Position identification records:
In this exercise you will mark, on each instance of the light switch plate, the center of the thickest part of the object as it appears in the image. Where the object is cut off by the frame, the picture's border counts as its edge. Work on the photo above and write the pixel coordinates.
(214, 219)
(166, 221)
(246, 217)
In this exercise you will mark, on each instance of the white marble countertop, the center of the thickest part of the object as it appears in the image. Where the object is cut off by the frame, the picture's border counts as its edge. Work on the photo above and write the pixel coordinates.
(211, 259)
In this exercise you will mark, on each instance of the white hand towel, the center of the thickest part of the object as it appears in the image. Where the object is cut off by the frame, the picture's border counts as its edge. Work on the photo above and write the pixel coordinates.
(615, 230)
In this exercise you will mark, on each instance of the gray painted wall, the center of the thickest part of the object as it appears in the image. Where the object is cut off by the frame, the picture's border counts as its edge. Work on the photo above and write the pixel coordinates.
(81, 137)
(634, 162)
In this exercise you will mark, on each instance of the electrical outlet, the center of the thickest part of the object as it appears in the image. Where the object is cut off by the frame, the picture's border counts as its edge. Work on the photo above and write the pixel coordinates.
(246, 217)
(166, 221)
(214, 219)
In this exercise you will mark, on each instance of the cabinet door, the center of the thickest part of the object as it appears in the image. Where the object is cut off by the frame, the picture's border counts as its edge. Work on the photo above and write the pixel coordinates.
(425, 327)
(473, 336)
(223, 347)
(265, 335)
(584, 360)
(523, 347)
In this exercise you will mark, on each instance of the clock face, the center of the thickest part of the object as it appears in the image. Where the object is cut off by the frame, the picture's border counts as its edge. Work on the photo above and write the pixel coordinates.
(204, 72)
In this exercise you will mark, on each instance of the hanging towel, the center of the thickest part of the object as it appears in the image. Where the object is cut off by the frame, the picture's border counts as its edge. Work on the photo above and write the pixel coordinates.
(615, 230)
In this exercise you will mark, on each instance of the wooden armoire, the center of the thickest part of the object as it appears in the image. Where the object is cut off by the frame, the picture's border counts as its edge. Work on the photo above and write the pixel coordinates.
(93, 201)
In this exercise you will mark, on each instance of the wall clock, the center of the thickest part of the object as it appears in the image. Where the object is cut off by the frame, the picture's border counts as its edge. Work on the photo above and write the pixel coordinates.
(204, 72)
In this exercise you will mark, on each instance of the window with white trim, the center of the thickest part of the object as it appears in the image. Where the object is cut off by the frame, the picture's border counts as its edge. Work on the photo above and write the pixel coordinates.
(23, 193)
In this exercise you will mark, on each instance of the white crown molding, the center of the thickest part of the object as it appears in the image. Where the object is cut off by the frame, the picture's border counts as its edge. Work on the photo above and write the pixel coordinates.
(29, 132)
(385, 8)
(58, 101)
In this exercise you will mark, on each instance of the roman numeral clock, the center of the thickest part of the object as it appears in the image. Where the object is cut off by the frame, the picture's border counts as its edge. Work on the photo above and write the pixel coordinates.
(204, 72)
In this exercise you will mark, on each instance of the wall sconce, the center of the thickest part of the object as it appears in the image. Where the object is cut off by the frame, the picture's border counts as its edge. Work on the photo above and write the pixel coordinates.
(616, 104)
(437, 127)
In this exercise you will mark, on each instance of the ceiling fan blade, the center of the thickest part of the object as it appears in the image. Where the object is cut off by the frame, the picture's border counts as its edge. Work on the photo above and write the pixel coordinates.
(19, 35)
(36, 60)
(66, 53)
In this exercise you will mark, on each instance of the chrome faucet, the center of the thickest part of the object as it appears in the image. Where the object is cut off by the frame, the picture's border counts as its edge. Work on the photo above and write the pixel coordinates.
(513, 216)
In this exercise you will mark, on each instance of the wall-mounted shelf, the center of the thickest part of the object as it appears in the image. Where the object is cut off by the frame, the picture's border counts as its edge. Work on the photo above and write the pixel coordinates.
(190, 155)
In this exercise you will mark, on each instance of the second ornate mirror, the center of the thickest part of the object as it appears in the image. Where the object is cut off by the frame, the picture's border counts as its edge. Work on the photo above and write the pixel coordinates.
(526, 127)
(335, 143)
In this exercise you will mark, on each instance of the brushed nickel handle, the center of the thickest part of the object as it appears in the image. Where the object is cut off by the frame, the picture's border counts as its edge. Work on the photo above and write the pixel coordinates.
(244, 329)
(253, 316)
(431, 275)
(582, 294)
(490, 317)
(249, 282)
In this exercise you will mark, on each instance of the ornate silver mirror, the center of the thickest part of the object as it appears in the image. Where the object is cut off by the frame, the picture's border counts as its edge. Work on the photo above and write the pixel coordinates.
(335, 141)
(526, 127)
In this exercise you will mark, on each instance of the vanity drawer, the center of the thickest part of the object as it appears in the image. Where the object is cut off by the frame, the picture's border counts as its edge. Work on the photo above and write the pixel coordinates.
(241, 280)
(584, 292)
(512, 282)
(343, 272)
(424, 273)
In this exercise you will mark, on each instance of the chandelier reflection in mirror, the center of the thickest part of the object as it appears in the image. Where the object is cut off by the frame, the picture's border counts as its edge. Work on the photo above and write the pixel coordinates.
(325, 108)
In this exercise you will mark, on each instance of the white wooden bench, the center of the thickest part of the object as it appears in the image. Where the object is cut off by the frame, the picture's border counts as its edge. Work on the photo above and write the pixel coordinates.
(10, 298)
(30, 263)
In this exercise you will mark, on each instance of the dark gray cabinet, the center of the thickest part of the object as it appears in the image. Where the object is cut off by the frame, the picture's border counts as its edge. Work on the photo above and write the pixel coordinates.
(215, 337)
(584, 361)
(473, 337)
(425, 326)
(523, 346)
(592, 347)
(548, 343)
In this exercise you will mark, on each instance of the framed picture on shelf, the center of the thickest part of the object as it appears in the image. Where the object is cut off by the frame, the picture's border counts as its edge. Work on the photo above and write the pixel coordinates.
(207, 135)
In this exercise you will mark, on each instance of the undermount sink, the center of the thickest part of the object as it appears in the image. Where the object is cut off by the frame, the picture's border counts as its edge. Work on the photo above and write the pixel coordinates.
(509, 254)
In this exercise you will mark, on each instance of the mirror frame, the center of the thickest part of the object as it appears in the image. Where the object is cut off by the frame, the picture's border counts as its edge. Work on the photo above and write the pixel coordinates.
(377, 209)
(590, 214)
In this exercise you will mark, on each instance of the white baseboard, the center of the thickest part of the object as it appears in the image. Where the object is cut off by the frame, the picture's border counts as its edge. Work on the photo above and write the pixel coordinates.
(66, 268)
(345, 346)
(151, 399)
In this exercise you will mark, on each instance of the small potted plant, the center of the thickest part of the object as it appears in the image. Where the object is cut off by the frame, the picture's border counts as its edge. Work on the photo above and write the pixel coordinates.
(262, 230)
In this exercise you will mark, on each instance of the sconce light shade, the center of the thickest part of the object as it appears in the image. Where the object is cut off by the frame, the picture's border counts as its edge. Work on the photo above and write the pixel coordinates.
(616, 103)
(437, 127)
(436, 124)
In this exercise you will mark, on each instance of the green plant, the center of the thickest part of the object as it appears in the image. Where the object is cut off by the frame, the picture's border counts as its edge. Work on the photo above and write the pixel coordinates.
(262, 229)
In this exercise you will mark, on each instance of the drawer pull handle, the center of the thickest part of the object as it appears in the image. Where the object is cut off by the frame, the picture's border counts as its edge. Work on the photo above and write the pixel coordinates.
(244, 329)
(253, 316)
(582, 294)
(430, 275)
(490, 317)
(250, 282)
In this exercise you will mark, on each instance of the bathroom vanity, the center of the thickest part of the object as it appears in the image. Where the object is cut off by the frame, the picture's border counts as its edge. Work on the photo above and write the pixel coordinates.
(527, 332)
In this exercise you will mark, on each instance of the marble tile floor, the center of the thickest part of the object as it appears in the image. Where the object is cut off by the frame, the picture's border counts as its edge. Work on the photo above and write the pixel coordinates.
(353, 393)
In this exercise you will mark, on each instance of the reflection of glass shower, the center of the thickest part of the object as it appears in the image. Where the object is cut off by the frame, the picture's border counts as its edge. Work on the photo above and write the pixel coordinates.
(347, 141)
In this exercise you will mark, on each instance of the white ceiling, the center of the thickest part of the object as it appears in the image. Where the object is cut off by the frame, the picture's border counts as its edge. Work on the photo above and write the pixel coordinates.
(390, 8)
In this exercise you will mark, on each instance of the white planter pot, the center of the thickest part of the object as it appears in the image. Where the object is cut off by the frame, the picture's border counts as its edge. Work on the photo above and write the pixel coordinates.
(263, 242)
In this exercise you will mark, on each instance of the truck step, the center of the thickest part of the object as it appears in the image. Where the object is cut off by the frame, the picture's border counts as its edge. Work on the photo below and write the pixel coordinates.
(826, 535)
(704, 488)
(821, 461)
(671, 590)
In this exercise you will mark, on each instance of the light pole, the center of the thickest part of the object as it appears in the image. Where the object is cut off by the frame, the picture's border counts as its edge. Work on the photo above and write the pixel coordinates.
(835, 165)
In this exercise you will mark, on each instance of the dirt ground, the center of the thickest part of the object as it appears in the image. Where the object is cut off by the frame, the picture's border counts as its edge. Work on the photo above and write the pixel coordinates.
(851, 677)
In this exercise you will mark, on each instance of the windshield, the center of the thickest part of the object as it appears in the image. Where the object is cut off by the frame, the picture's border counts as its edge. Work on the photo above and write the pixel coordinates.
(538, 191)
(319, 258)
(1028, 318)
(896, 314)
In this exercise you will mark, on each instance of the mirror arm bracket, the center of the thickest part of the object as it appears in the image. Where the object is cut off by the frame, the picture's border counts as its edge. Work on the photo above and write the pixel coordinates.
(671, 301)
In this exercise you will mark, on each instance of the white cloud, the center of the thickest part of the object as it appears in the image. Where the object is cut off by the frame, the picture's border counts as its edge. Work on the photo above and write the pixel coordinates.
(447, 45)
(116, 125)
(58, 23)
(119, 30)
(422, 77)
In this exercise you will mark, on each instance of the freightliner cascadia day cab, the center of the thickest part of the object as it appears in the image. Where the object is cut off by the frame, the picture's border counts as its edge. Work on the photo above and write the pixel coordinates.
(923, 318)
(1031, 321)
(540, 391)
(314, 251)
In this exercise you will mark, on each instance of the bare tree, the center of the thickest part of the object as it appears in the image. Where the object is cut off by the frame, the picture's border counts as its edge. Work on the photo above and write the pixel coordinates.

▶ Aim
Everything from the line containing "white cloud, the" through the final line of the listing, inclusive, must be reproduced exactly; leave out the rest.

▶ Expected output
In this exercise you will mark, on each instance of the white cloud, the center of the thickest part of the object as it appears in the image. Where the object is cut off by the frame, the picture's border counts as its edge. Work on the photo above and write the pixel coordinates.
(447, 45)
(116, 125)
(58, 23)
(119, 30)
(422, 77)
In this exercise you will mark, on each instance of the freightliner cascadia day cab, the center of the thickest part of the object as it appears in the image. Where the object is cut off by the frame, the picture's border counts as its edge. Work on the photo above and write the pixel coordinates.
(923, 318)
(1031, 321)
(540, 391)
(314, 251)
In this exercise you will mark, on each instance of the bare tree, the center of the thickest part of the object as it appears in the image. Where the object is cut off by the frame, the picture's border counts as its edge. Work on the photo above and write the pixel coordinates.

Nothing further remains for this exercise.